[PROBLEM DETAILS] Copy the entries below word for word, starting with the line that contains "As a courtesy, could you identify the olive" and continuing through the final line.

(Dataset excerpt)
________________

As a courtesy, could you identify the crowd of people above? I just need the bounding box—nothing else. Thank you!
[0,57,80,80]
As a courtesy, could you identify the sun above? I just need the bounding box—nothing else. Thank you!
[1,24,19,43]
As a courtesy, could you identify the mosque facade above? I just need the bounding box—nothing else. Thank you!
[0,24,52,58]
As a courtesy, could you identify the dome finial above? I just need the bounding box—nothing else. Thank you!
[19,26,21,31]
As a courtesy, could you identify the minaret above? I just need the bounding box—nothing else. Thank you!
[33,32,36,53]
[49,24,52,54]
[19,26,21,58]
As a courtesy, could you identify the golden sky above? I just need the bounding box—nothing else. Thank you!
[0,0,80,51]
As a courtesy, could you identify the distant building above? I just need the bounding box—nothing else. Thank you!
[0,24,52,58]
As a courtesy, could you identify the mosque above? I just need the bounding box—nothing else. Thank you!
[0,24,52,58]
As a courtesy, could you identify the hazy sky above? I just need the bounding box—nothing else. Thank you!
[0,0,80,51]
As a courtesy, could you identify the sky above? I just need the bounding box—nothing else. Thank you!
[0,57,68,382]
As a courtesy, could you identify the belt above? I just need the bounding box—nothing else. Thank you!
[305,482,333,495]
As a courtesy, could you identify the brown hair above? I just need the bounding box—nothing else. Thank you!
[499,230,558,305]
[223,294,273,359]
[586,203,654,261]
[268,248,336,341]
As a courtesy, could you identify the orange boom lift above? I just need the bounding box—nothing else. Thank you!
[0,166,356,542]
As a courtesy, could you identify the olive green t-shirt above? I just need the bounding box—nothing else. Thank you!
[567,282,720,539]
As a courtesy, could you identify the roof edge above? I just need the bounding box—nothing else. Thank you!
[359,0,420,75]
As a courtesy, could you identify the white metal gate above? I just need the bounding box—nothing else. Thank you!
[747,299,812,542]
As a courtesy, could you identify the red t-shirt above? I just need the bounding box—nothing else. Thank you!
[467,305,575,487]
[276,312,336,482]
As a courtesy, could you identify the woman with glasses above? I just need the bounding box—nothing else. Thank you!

________________

[THE OUTPUT]
As a courtesy, could you identify the olive green t-shirt above? I just need the bounding box—nothing else. Thank you!
[567,282,720,539]
As a courtesy, could you identify the roof edge above? I just need the bounding box—nothing else. Thank you!
[359,0,420,75]
As a courtesy, could you identify the white metal gate above? I just need the bounding box—nothing else. Thank you!
[747,299,812,542]
As a courtesy, could you identify the red t-shirt above? I just need the bounding box—nothing else. Thank you!
[467,305,575,487]
[276,312,336,482]
As a courtesy, could you identify the woman with glasses above? I just need the bounding box—nothing else. Thank you!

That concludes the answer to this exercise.